> [Problem]:
Could you rewrite every row with "Expected content" swapped for "Target object" and everything else unchanged, leaving out the pictures?

*** Provided data

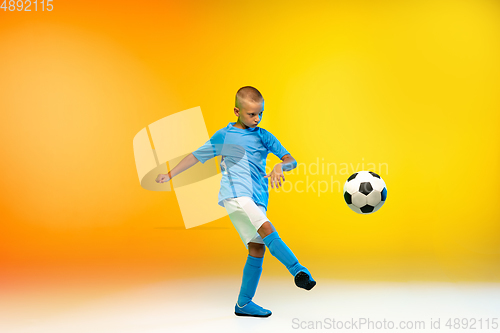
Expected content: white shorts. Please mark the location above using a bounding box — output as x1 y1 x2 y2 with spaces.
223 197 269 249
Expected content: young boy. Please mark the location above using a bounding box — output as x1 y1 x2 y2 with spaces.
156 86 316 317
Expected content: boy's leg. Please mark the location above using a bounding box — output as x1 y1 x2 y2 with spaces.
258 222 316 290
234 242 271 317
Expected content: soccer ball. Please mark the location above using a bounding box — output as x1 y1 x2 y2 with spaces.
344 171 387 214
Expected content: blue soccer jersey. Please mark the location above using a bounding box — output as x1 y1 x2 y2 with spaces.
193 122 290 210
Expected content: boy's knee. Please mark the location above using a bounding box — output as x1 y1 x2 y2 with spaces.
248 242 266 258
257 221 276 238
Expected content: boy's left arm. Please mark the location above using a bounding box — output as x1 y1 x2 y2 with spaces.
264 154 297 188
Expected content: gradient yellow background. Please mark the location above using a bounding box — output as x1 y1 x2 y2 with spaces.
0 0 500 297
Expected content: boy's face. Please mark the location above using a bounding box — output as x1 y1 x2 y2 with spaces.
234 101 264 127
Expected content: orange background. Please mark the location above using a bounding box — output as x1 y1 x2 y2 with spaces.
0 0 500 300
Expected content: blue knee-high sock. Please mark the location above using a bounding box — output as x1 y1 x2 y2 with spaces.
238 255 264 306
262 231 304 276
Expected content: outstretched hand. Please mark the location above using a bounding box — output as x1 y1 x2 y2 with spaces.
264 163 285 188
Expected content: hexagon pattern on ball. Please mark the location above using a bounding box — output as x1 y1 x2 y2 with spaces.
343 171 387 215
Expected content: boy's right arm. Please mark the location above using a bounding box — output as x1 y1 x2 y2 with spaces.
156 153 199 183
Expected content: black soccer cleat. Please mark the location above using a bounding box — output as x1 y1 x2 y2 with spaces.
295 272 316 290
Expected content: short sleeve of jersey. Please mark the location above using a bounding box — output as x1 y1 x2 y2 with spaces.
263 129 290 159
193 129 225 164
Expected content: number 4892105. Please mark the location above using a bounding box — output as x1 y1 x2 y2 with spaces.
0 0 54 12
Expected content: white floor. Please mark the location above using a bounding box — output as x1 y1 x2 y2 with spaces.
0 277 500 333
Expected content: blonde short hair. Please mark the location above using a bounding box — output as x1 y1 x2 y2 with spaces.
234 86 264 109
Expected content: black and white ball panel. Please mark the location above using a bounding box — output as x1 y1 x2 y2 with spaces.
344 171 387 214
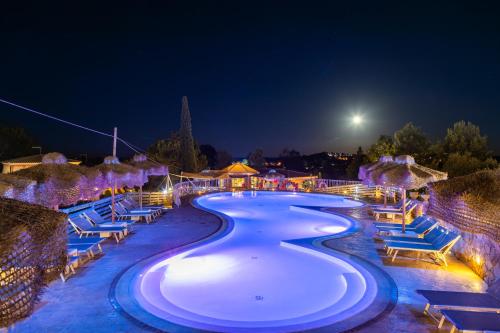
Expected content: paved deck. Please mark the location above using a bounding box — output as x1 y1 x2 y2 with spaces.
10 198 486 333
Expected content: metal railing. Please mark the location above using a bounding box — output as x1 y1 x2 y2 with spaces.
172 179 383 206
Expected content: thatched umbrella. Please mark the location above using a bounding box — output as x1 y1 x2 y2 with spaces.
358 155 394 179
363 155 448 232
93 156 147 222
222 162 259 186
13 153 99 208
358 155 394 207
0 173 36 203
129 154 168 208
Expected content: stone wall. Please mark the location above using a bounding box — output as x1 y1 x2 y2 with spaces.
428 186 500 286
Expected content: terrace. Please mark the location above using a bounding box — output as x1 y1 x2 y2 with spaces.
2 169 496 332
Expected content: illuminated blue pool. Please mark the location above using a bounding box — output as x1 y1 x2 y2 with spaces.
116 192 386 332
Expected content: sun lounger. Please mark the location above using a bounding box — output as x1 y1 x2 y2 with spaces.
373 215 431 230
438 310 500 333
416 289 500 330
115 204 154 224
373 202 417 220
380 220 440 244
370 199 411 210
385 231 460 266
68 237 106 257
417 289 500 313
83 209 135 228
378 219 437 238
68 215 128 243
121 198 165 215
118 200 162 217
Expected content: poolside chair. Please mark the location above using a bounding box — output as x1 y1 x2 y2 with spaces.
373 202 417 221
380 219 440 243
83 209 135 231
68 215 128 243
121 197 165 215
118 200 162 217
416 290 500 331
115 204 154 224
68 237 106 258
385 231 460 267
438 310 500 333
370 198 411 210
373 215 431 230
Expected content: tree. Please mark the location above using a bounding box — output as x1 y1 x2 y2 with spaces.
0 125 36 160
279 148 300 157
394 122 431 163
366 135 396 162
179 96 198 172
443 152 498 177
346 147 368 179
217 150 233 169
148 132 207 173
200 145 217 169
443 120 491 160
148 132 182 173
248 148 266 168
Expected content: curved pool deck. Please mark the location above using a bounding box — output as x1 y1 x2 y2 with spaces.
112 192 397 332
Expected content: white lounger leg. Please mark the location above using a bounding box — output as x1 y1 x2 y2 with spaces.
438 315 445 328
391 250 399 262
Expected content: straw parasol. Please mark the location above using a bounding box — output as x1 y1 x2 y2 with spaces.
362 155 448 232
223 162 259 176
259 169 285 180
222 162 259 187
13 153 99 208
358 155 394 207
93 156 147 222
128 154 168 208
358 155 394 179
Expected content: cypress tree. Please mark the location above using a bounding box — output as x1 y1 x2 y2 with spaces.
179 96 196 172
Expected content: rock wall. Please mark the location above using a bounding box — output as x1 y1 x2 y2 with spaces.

******

> [Correct result]:
Target object: white shorts. Please mark the location above using a bounding box — output as x1 y1 x2 y2 with spaces.
223 197 269 249
Target object: young boy. Please mark the location above using a bounding box — output as x1 y1 x2 y2 with spaces.
156 86 316 317
Target object: boy's leg. Please mark the location above using a bounding box — output as x1 y1 x2 y2 with spaces.
258 222 316 290
234 242 271 317
Target object: soccer ball. Please mark the location above using a bounding box — output as x1 y1 x2 y2 with spaces.
344 171 387 214
Target object: blue soccer jersey. Please mark the location above using a bounding box — output as x1 y1 x2 y2 with spaces.
193 122 290 210
Target object: boy's knee. Please mark the location above using a bounding box — output as x1 y1 x2 y2 with spaces.
248 242 266 258
257 221 276 238
Target object: boy's left arm. Please mark the location above using a bounding box — output as x1 y1 x2 y2 with spaces.
264 154 297 188
Target object: gradient yellow background. Please mark the location above using a bounding box — output as x1 y1 x2 y2 with spaces.
0 0 500 297
Target object: boy's face. Please mark the location above using a bounding box — output as x1 y1 x2 y2 with spaces.
234 101 264 127
Target object: orange background. Please mark the location above using a bounding box — output as x1 y1 x2 y2 with spaces.
0 0 500 300
Target object: blue knee-high sock. Please mark the location above using a bounding box — output as x1 y1 x2 y2 with spaces.
238 255 264 306
262 231 304 276
Target object: outstretched hand. Please mark the location above using a bounding box — output as x1 y1 x2 y2 with spaces.
264 163 285 188
Target object: hexagon pattern on ball. Please mark the location above using a bounding box — output as x1 y1 x2 y2 with spaces.
343 171 387 215
Target object: boy's right arm. Please mark the location above using a bounding box — output as x1 y1 x2 y2 with spaces.
156 153 199 183
Target object: black soccer cleat. Please mark the location above using a bounding box — output as x1 y1 x2 y2 with spaces.
295 272 316 290
Target object: short sleeve of jersey. Please mark the location above using a bounding box — output as x1 y1 x2 y2 with spaces.
263 129 290 159
193 129 225 164
Target object: number 4892105. Please mark the location above using a bounding box — output as x1 y1 x2 y2 with spaces.
0 0 54 12
Target object: white floor. Please mark the location above using a bounding box — output as x1 y1 x2 y2 with spaces.
0 277 500 333
Target object: blonde short hair. Please mark the location above using a bounding box — output as x1 y1 x2 y2 with spaces.
234 86 264 109
Target object: black and white ball panel. Please mark the location above using a bounding box — output as x1 y1 x2 y2 with spaces.
344 171 387 214
Target object: paved deck. Please mark the location above using a bounding box — output as x1 y1 x2 y2 with spaces.
10 198 486 333
Target object: metal railing. Please mark the location above using a bounding box — output as x1 y1 x2 y2 with spaces.
172 179 383 206
Target object: thatched umbrella. Please mark the location above using a bounding box — output as x1 y1 x2 y2 with spaces.
358 155 394 179
363 155 448 232
93 156 147 222
222 162 259 186
13 153 99 208
358 155 394 207
0 173 36 203
129 154 168 208
Target object: stone wall. Please mark the location above using a bounding box — output as x1 y1 x2 y2 with spaces.
428 186 500 286
Target object: terrace. Please mark the location above using a bounding box — output as x1 y1 x2 y2 with spaces.
2 169 496 332
Target object: illuminated blue pool. Please mark the location above using a bounding box — output as x1 y1 x2 y2 with spaces.
116 192 386 332
Target object: sun lounger. Please mark the location above using a bounding box — output as x1 y1 x2 y2 with spaces.
373 215 431 230
438 310 500 333
416 289 500 330
115 204 154 224
373 202 417 220
380 220 440 244
370 199 411 210
385 231 460 266
68 237 106 257
417 289 500 313
83 209 135 228
378 219 437 238
68 215 128 243
121 198 165 215
118 200 162 217
Target object: poolside chair. Please mark the location above using a bounding box — output as x1 y1 x2 y2 with spaces.
373 202 417 221
380 219 440 243
83 209 135 231
68 215 128 243
121 197 165 215
118 200 162 217
416 290 500 331
115 204 154 224
68 237 106 258
385 231 460 267
438 310 500 333
370 198 411 210
373 215 431 230
Target object: tree. Please mark the location above using a bounding box — output as x1 y1 x2 y2 with spaces.
0 125 36 160
279 148 300 157
394 122 431 163
366 135 396 162
179 96 198 172
443 152 498 177
346 147 368 179
217 150 233 169
148 132 207 173
200 145 217 169
443 120 491 160
148 132 182 173
248 148 266 168
Target object: curved pool deck. Please mark the location above using a bounding box — output as x1 y1 x2 y2 with spaces.
112 192 397 332
Target object: white lounger leg. Please mark the location above using a bounding box — output as x1 y1 x2 y2 with spaces.
438 315 445 328
391 250 399 262
Target object: straw parasol. Please mark the location above using a bounding box — output as x1 y1 x2 y2 with spaces.
362 155 448 232
223 162 259 176
259 169 285 180
222 162 259 187
13 153 99 208
358 155 394 207
93 156 147 222
128 154 168 208
358 155 394 179
Target object: cypress tree. Please mark the location above using a bounding box — output as x1 y1 x2 y2 with spaces.
179 96 196 172
Target object: rock wall. Please mark the location above using a bounding box — output as x1 y1 x2 y2 with spaces.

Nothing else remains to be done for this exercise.